What the task requires: Having read the entries, repeat all of them exactly.

Records drawn from a dataset:
[Start of section]
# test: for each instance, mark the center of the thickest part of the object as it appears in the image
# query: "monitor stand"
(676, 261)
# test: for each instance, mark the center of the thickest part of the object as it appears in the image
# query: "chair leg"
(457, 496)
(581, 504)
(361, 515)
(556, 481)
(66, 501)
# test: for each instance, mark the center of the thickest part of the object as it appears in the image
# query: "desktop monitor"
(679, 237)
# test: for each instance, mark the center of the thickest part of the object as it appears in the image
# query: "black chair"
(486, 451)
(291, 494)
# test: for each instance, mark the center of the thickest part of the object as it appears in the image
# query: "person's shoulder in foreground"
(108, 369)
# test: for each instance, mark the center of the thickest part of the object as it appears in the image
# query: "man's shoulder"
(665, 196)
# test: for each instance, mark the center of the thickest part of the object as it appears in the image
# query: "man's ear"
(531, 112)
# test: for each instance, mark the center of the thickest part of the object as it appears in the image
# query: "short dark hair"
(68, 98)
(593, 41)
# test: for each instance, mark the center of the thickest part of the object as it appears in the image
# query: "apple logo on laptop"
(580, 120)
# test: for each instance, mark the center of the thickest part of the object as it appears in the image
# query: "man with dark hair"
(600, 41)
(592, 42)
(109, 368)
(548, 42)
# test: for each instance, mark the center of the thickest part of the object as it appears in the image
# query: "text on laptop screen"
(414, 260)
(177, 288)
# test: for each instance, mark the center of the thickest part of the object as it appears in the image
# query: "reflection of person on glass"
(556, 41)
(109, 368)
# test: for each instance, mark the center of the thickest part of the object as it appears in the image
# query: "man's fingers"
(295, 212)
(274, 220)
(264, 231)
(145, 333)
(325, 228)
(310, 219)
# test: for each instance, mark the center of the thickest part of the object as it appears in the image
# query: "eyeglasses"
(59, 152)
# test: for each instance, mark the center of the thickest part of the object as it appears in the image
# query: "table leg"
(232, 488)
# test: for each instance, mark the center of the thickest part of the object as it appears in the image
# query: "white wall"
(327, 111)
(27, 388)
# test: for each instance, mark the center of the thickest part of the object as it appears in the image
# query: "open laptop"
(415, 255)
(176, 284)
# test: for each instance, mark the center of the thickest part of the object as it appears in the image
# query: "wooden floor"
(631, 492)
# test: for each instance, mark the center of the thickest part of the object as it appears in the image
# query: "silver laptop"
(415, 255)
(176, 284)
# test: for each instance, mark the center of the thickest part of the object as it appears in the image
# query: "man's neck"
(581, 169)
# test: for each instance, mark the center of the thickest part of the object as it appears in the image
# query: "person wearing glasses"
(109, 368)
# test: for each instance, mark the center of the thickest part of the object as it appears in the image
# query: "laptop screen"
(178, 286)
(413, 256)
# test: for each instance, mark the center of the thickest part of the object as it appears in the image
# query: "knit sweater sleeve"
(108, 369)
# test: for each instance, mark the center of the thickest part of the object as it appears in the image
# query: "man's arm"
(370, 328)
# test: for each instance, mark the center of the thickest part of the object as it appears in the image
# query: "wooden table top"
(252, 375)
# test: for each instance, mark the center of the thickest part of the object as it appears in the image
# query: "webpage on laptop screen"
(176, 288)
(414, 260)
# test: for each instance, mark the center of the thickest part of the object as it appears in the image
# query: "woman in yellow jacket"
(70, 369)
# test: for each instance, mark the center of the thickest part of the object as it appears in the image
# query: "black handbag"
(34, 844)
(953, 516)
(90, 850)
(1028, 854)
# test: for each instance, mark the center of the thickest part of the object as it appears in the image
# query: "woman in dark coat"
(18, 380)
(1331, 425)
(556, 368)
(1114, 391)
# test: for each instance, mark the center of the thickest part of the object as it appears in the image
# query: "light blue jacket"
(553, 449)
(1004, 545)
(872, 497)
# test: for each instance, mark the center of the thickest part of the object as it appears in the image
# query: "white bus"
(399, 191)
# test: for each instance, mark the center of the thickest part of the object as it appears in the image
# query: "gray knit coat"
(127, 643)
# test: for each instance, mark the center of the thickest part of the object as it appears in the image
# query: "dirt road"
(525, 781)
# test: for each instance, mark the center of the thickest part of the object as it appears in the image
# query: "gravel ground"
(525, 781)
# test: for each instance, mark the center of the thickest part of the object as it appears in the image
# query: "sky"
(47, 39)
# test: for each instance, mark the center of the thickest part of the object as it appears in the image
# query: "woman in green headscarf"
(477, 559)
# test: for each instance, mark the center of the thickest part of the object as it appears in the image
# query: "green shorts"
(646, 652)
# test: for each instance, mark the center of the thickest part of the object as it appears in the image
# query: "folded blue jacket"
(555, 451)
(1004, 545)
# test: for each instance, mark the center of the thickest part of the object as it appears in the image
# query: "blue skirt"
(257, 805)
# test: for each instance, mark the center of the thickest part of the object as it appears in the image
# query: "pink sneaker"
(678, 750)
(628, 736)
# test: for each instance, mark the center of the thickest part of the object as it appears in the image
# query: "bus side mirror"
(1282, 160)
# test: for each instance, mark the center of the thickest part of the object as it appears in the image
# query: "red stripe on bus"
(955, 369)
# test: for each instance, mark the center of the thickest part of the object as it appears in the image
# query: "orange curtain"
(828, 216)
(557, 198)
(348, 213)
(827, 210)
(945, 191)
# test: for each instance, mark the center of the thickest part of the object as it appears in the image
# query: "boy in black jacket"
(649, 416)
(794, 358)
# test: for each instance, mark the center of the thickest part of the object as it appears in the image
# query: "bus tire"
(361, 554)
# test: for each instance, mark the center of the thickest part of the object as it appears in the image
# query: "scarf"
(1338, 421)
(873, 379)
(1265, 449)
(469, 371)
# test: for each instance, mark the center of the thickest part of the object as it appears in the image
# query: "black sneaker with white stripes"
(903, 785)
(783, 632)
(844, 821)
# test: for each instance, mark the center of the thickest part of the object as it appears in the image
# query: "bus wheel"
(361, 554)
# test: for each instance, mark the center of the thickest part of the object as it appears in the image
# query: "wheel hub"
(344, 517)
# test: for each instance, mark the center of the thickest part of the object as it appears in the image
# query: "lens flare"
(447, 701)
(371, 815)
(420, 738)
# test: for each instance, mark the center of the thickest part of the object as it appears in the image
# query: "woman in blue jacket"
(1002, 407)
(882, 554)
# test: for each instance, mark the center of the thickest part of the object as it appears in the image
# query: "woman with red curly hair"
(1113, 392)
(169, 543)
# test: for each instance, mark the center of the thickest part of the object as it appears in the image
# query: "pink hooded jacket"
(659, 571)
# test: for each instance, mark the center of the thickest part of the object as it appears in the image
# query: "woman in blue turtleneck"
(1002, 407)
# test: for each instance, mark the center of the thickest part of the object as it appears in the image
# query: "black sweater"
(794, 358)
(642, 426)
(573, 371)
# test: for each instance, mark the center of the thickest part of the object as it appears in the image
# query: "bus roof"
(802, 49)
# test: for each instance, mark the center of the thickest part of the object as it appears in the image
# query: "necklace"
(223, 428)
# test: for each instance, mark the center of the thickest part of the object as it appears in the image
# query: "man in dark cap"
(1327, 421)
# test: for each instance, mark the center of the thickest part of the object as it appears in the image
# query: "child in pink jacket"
[End of section]
Response to this task:
# test: for each instance, mark the center of the thickest part of the object as it appears in the image
# query: "monitor stand"
(676, 261)
# test: for each instance, mark the center of the thickest part of the object as it appears in the image
# query: "chair leg"
(457, 496)
(581, 504)
(361, 515)
(556, 481)
(66, 501)
# test: for each instance, mark the center of the thickest part of the object as it appears in the image
# query: "desktop monitor"
(679, 237)
# test: for each instance, mark the center of the thickest part of the object as it appears in the image
# query: "black chair"
(486, 451)
(291, 494)
# test: for each instance, mark the center of the thickest part of the object as it appears in the image
# query: "person's shoulder in foreground"
(108, 369)
# test: for each instance, mark the center of the thickest part of the object as it appears in the image
# query: "man's shoulder"
(665, 196)
# test: for each instance, mark the center of the thickest part of the object as it appears in the image
# query: "man's ear"
(531, 112)
# test: for each instance, mark the center of the thickest part of the object as it appears in the image
# query: "short dark hair"
(68, 98)
(593, 41)
# test: for each instance, mark the center of the thickest part of the object as it appears in the image
# query: "apple logo on laptop"
(580, 120)
# test: for each instance, mark the center of the thickest part of the object as it appears in the image
# query: "man with dark hair"
(600, 41)
(592, 42)
(109, 368)
(548, 42)
# test: for each instance, mark the center of the thickest part of the object as it appears in the image
# query: "text on laptop screen"
(414, 260)
(177, 288)
# test: for each instance, mark the center of the thickest part of the object as it appears in the image
# query: "reflection of person on glass"
(556, 41)
(109, 368)
# test: for each instance, mark the center of the thickest part of the object as it appears in the image
# query: "man's fingers"
(295, 212)
(274, 220)
(264, 231)
(145, 333)
(325, 228)
(310, 219)
# test: for each instance, mark the center of the thickest part of the object as it appears in the image
# query: "eyeglasses"
(59, 152)
# test: for each instance, mark the center of the thickest part of the object as it appears in the image
# query: "table leg"
(232, 488)
# test: for each instance, mark the center of the thickest part of the object as it appears in the image
# query: "white wall"
(327, 111)
(27, 388)
# test: for each instance, mark the center of the thickest part of the object as it appears in the image
# query: "open laptop"
(415, 255)
(176, 284)
# test: for each instance, mark the center of the thickest part of the object as it appears in the image
# query: "wooden floor"
(631, 492)
# test: for each instance, mark the center of the thickest part of the object as it appears in the image
# query: "silver laptop"
(415, 255)
(176, 284)
# test: for each instance, mark the center of the thickest part of the object as it appears in the image
# query: "man's neck"
(581, 169)
# test: for each instance, mark the center of the thickest part of the object as it appears in the image
# query: "person wearing glasses"
(109, 368)
# test: for each instance, mark the center of the thickest part of the object as it appears in the image
# query: "laptop screen"
(178, 286)
(413, 256)
# test: for each instance, mark the center of the thickest part of the object as it appears in the image
# query: "knit sweater sleeve"
(108, 369)
# test: for each instance, mark the center of the thickest part of the object as it appears in the image
# query: "man's arm"
(370, 328)
# test: for each instance, mark the center of the thickest part of the object as it appears in the image
# query: "wooden table top"
(252, 375)
# test: for each instance, mark the center of the thickest part of the object as it appears in the image
# query: "webpage on laptop screen"
(176, 288)
(414, 260)
# test: for each instance, mark the center of the thickest part of the object as it appears in the image
# query: "woman in yellow jacket"
(70, 369)
# test: for each instance, mark the center of the thickest part of the object as it appears in the image
# query: "black handbag"
(34, 844)
(953, 516)
(90, 850)
(1028, 854)
# test: for each instance, mark the center of the thickest part of the object as it appears in the image
# query: "woman in dark coat"
(18, 380)
(1331, 425)
(556, 368)
(1114, 391)
# test: for each instance, mark the center of the thickest part of the object as it appears in the image
# query: "light blue jacket"
(553, 449)
(1004, 545)
(872, 497)
# test: for each instance, mark the center of the thickest part of the object as it appears in the image
# query: "white bus"
(399, 191)
# test: for each instance, mark the center of the thickest part of the object as it appears in the image
# query: "gray knit coat"
(127, 643)
# test: for each instance, mark the center of the thickest part of the object as it appears in the image
# query: "dirt road"
(525, 781)
# test: for each instance, mark the center of the thickest part of the object as it appears in the image
# query: "gravel ground"
(525, 781)
# test: for each instance, mark the center of the thickest part of the object as it appears in the image
# query: "sky"
(47, 39)
# test: for each instance, mark the center of the thickest part of the object as it appears in the image
# query: "woman in green headscarf"
(477, 559)
# test: for each instance, mark the center of the thickest part of the object as it appears in the image
# query: "green shorts"
(646, 652)
# test: for each instance, mark the center of the thickest part of the object as it appears in the image
# query: "folded blue jacket"
(555, 451)
(1004, 545)
# test: for each instance, mark the center of the thickest part of the object as it appears in the image
# query: "blue skirt"
(257, 805)
# test: for each instance, mark the center of the thickest part of the object as it appears in the image
# query: "pink sneaker"
(678, 750)
(628, 736)
# test: for each instance, mark the center of the thickest part of the object as it appears in the image
# query: "bus side mirror"
(1282, 160)
# test: for each instance, mark the center of the thickest part of the object as it appears in the image
# query: "red stripe on bus"
(955, 369)
# test: for each instance, mark the center of the thickest part of the object as it appears in the image
# query: "orange curtain"
(828, 216)
(557, 198)
(348, 213)
(827, 210)
(945, 191)
# test: for each instance, mark the center of the thickest part of the object as it appears in the image
# query: "boy in black jacket"
(649, 416)
(794, 358)
# test: for each instance, mark the center of the thickest part of the object as it appears in the image
# query: "bus tire"
(361, 554)
# test: for each instance, mark the center of the thickest part of the object as it appears in the image
# query: "scarf"
(1338, 421)
(873, 379)
(1265, 449)
(469, 371)
# test: for each instance, mark the center of the thickest part of the object as it appears in the image
# query: "black sneaker with white stripes"
(903, 785)
(783, 632)
(844, 821)
# test: for each instance, mark the center of the thickest part of the object as it appears in the image
# query: "bus wheel"
(361, 554)
# test: for each instance, mark the center of the thickest part of the object as it appears in the image
# query: "wheel hub"
(344, 517)
# test: for each instance, mark the center of the thickest part of the object as it appears in the image
# query: "lens flare"
(447, 701)
(371, 815)
(420, 738)
# test: for each instance, mark the center of the thickest part of the object as it appears in the image
# query: "woman in blue jacket"
(1002, 407)
(882, 554)
# test: for each instance, mark the center of the thickest part of the object as it appears in the image
# query: "woman with red curly hair"
(1113, 392)
(169, 543)
# test: for each instance, mark the center of the thickest part of the object as it appears in the image
# query: "pink hooded jacket"
(659, 571)
# test: for each instance, mark the center of the thickest part of the object as it appears in the image
# query: "woman in blue turtleneck"
(1002, 407)
# test: for each instance, mark the center of the thickest part of the object as it appears in the image
# query: "black sweater"
(794, 358)
(642, 426)
(573, 371)
# test: for each instance, mark the center of the thickest part of the object as it appears in the image
# query: "bus roof"
(802, 49)
# test: for each instance, mark the center of the thickest part of the object as it appears in the image
# query: "necklace"
(223, 428)
# test: for each instance, mark the center of the thickest part of the object as it appears in the image
# query: "man in dark cap"
(1327, 421)
# test: for each instance, mark the center of the thickest part of the object as it appears in the image
# query: "child in pink jacket"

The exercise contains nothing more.